## EXCERPTED TEXT
┌──

Chemical Imaging to Spy on Malaria Parasites
By combining two advanced synchrotron-based microscope techniques, an international team of scientists led by the Niels Bohr Institute (University of Copenhagen, Denmark) has managed to obtain new information about the ravaging mode of operation of malaria parasites after invading the red blood cells of humans.
Based on a new chemical imaging methodology – in situ correlative X-ray fluorescence microscopy and soft X-ray tomography – the researchers were able to create detailed 3D images of malaria parasites in human blood cells. Structural and (bio-)chemical details are observed which have not been reported before. For the first time snapshots of in vivo states of parasites at different stages of the parasite development are recorded. Based on the discerned temporal evolution of the deterioration of the red blood cell and the related growth of the parasite, fundamental information about the digestion rate and well as the rates of related biochemical processes are obtained. This unique information reveals a strong coupling of several key processes vital to the parasites growth.
This information can be utilized when designing new medication to more effectively fight malaria - a disease claiming over 400.000 lives each year, a majority of whom are infants.
In addition to the microXAS beamline of the Swiss Light Source at Paul Scherrer Institut, the study involved the cooperation between the following international research centers: the Niels Bohr Institute from University of Copenhagen, Helmholtz Research Center from Berlin, Weizmann Institute of Science from Israel, BESSY-II, and ALBA Synchrotron.

└──

## RAW DATA
┌──

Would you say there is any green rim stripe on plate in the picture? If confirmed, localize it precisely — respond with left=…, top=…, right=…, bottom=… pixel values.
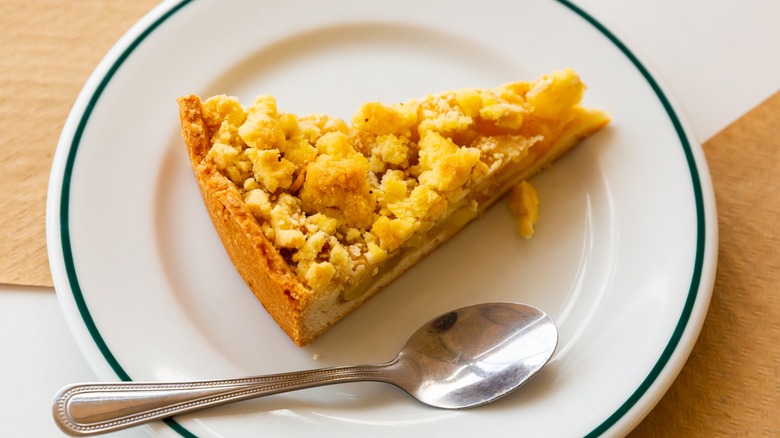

└──

## TASK OBJECTIVE
Reproduce the malaria imaging text between "This information can" and "whom are infants.", inclusive, substituting "treatments" for "medication".

## ANSWER TO THE EXERCISE
This information can be utilized when designing new treatments to more effectively fight malaria - a disease claiming over 400.000 lives each year, a majority of whom are infants.